§ GOAL OF THE EXERCISE
Copy every line of the data below, requests included, and shift each coordinate in the answers by adding 4 to it. Omit the pictures from your answer.

** Start of DATA SUPPLIED **

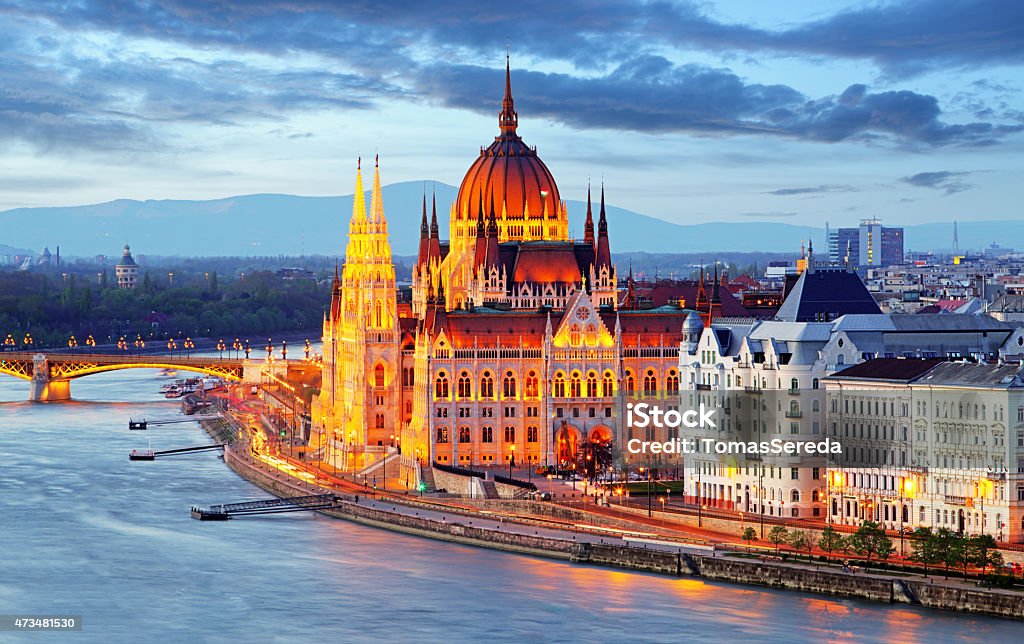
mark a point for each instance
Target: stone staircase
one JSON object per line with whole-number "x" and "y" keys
{"x": 427, "y": 478}
{"x": 489, "y": 489}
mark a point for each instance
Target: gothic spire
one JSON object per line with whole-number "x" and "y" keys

** End of DATA SUPPLIED **

§ FINISHED ANSWER
mark a point for each instance
Target: stone staircase
one JSON object per line with whole-number "x" and "y" keys
{"x": 431, "y": 482}
{"x": 493, "y": 493}
mark a point for each instance
Target: gothic spire
one JSON object per line with whole-number "x" and "y" keys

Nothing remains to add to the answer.